Short problem:
Format every line of the data below as a numbered list, leaving out any blank lines.

─── Task data

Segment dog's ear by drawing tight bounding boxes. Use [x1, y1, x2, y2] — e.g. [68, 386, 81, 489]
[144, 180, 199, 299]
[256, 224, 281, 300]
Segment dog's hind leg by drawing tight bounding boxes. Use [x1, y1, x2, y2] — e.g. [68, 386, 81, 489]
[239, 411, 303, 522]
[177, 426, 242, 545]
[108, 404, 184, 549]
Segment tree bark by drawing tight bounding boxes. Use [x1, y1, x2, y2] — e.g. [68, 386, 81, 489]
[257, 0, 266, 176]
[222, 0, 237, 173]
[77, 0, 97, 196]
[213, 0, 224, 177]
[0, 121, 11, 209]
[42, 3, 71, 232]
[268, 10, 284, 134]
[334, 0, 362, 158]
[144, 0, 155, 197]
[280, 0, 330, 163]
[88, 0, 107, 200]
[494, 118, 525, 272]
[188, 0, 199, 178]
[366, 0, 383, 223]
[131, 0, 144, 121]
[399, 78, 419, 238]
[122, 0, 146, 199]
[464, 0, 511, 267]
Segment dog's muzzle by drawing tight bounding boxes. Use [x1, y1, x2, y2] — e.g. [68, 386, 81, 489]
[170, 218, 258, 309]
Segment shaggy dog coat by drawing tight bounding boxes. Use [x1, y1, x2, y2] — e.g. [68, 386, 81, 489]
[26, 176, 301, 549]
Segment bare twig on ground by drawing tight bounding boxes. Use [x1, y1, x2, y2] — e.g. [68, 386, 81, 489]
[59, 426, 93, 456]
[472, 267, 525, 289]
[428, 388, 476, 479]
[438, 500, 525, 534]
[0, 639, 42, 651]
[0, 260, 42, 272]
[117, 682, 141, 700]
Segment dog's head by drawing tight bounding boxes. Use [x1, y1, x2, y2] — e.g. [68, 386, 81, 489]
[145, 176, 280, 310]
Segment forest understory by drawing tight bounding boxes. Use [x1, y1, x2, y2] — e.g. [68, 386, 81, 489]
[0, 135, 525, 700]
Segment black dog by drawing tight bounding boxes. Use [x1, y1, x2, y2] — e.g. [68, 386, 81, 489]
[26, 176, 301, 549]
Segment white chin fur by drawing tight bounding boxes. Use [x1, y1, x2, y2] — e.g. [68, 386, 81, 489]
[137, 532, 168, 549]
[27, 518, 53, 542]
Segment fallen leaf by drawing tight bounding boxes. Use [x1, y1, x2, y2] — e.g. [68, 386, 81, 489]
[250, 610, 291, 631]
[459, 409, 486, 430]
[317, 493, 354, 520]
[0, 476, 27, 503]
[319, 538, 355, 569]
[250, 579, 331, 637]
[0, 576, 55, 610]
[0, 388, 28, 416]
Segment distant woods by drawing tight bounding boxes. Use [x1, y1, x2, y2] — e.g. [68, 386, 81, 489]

──────

Solution:
1. Segment dog's ear by drawing tight bounding boxes. Use [x1, y1, x2, y2] — e.g. [68, 386, 81, 489]
2. [144, 180, 199, 299]
3. [256, 224, 281, 300]
4. Segment dog's hind leg by drawing tight bounding boxes. Use [x1, y1, x2, y2] — e.g. [68, 386, 81, 489]
5. [239, 411, 303, 522]
6. [177, 426, 242, 545]
7. [108, 404, 184, 549]
8. Segment tree bark by drawing tight bounding boxes. Use [x1, y1, x2, y2] — e.g. [68, 386, 81, 489]
9. [257, 0, 266, 176]
10. [222, 0, 237, 173]
11. [77, 0, 97, 196]
12. [213, 0, 224, 177]
13. [0, 121, 11, 209]
14. [42, 3, 71, 232]
15. [268, 10, 284, 134]
16. [334, 0, 362, 158]
17. [144, 0, 155, 197]
18. [280, 0, 330, 163]
19. [88, 0, 107, 200]
20. [494, 118, 525, 272]
21. [188, 0, 199, 178]
22. [366, 0, 383, 223]
23. [131, 0, 144, 121]
24. [399, 78, 419, 238]
25. [122, 0, 146, 199]
26. [464, 0, 511, 267]
27. Segment dog's muzzle by drawing tight bounding boxes. Use [x1, y1, x2, y2] — e.g. [68, 386, 81, 489]
28. [170, 218, 258, 309]
29. Segment shaggy dog coat by drawing tight bounding boxes. Use [x1, y1, x2, y2] — e.g. [68, 386, 81, 489]
30. [26, 176, 301, 549]
31. Segment bare twig on ground by drawing tight bounding boxes. Use [x1, y1, x2, y2] — e.g. [68, 386, 81, 489]
32. [59, 426, 93, 456]
33. [472, 267, 525, 289]
34. [428, 388, 476, 479]
35. [438, 500, 525, 534]
36. [0, 639, 42, 651]
37. [0, 260, 42, 272]
38. [117, 682, 141, 700]
39. Segment dog's head by drawing tight bounding boxes. Use [x1, y1, x2, y2] — e.g. [68, 386, 81, 489]
40. [145, 176, 280, 310]
41. Segment forest understory by drawing tight bounding boxes. Use [x1, y1, x2, y2] — e.g. [68, 386, 81, 489]
42. [0, 135, 525, 700]
43. Segment black dog by drawing tight bounding boxes. Use [x1, y1, x2, y2] — e.g. [68, 386, 81, 489]
44. [26, 176, 301, 549]
45. Segment white chin fur by drawing tight bounding boxes. Use [x1, y1, x2, y2] — e.g. [68, 386, 81, 489]
46. [137, 532, 168, 549]
47. [27, 518, 53, 542]
48. Segment fallen leaf by drawing tight bounding boxes. Use [x1, y1, x2, y2] — e.g. [68, 386, 81, 489]
49. [250, 610, 291, 631]
50. [459, 409, 486, 430]
51. [317, 493, 354, 520]
52. [0, 476, 27, 503]
53. [319, 538, 355, 569]
54. [250, 579, 331, 637]
55. [0, 576, 55, 610]
56. [0, 388, 28, 416]
57. Segment distant woods by drawing tight bounding boxes. Use [x1, y1, x2, y2] — e.g. [68, 386, 81, 489]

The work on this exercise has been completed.